(EXCERPTED TEXT)
This sits well with financial advisors, who feel that home purchases can be postponed by three-six months. After which both the interest rates and property prices may cool off. In case the property being purchased is a second home, primarily for investment purpose, it can wait.

Sumeet Vaid, CEO, Ffreedom Financial Planners offers another perspective. If you do not have substantial savings to make the house purchase and are going to heavily depend on financing, the purchase can wait. He feels it is better to stay on rent as the difference between the rental and EMI may be in excess of 50 per cent.

A two bedroom-hall-kitchen flat in Dadar-Matunga area of Mumbai would cost approximately Rs 2 crore (existing construction). Let’s assume one opts for the maximum finance available - 80 per cent of the property cost or loan-to value. The applicable loan amount would be Rs 1.6 crore and the EMI would be almost Rs 1.76 lakh over a 20-year period. Alternatively, you could rent a similar property in the same area for Rs 50,000 - 60,000. Difference = More than Rs 1 lakh.

As for car purchases, unless absolutely necessary, it can be ruled out completely at the moment. “This is a discretionary expense and can be avoided. Moreover a car loan is a ‘bad loan’,” says Saurabh Agarwal, Director at Kennis Group. Car loans do not qualify for any tax benefits.

As for the petrol price hike, most feel that going ahead the prices will continue to rise. Therefore, if you must buy a car, consider a diesel or CNG model instead.
(End EXCERPTED TEXT)
(EXTRACTED INFORMATION)
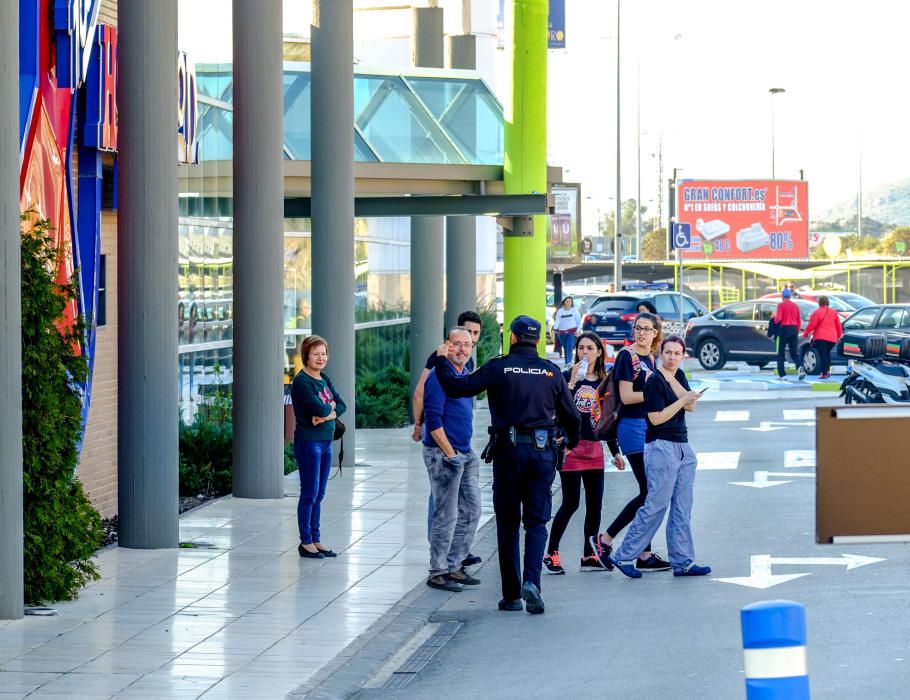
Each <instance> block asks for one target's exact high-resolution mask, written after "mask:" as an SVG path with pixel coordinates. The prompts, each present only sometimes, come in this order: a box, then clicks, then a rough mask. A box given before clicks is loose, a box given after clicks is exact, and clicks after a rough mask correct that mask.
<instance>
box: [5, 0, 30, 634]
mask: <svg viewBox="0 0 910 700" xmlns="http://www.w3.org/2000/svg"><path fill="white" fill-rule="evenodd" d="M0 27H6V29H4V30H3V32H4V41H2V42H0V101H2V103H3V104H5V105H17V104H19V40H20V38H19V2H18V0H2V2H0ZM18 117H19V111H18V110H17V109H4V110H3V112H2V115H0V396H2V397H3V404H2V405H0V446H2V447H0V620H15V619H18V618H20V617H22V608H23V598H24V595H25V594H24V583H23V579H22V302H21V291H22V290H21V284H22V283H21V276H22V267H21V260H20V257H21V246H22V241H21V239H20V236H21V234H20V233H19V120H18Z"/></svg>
(End EXTRACTED INFORMATION)
(EXTRACTED INFORMATION)
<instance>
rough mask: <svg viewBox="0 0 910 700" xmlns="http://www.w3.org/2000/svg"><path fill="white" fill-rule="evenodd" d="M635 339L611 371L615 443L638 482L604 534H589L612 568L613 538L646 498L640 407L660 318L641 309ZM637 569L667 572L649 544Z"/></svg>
(End EXTRACTED INFORMATION)
(EXTRACTED INFORMATION)
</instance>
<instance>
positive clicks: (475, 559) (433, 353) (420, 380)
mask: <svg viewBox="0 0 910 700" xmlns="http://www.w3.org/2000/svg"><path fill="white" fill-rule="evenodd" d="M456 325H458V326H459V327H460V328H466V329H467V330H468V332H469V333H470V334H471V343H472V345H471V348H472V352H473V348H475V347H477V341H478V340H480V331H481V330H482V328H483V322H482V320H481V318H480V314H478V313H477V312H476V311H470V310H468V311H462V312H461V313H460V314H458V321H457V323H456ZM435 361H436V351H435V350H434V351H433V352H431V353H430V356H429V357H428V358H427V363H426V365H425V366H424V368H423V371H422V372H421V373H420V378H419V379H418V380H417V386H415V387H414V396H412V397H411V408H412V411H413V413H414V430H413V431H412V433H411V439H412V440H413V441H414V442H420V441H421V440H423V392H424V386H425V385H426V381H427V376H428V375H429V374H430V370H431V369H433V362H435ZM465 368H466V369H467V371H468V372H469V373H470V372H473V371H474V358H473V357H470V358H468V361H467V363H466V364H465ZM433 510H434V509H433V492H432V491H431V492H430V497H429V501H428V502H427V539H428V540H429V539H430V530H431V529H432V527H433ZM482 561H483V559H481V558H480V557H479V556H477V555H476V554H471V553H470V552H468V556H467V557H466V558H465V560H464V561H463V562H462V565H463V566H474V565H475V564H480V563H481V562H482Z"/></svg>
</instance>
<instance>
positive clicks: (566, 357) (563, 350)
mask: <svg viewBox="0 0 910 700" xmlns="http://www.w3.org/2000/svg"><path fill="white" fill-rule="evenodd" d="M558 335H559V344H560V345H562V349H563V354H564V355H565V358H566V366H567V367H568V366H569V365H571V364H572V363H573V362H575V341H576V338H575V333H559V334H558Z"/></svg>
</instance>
(End EXTRACTED INFORMATION)
BRIEF 1:
According to the article on home and car purchases, how much would it cost to rent a similar flat in the Dadar-Matunga area?
BRIEF 2:
Copy the part of the article on home and car purchases that falls between "Sumeet Vaid, CEO, Ffreedom" and "50 per cent.", inclusive.
BRIEF 3:
Continue the article on home and car purchases from the point where it stops.
The listing comes from a separate source unrelated to the article on home and car purchases.

WRITTEN RESPONSE 1:
Rs 50,000 - 60,000.

WRITTEN RESPONSE 2:
Sumeet Vaid, CEO, Ffreedom Financial Planners offers another perspective. If you do not have substantial savings to make the house purchase and are going to heavily depend on financing, the purchase can wait. He feels it is better to stay on rent as the difference between the rental and EMI may be in excess of 50 per cent.

WRITTEN RESPONSE 3:
Should you take this ‘expert’ advice and push your purchase plans further, the question arises – what about the amount accumulated for the down payment of the house or car?

Park your funds in debt instruments for short-term goals (one to two years away) and equities for long-term goals (over 3 to 5 years away). Your choice of investment instrument would depend on how long you can postpone your buying plans.

If you can't wait for more than a year, take Uday Narayan Dubey, institutional business head of R K Global’s advice. “Look at long-term (three-year) fixed maturity plans (FMPs, one-year returns = 8.21 per cent), which can be redeemed within six months.

The yields will also be high on the back of high interest rates. The exit charges are a minimal, so even if you exit before the tenure is over, you will not take a big hit,” he suggests.

It is advisable to lock in your money in instruments which help you take advantage of high interest rates. Fixed deposits should be considered only if you are sure of the holding period because exiting it will come at a price.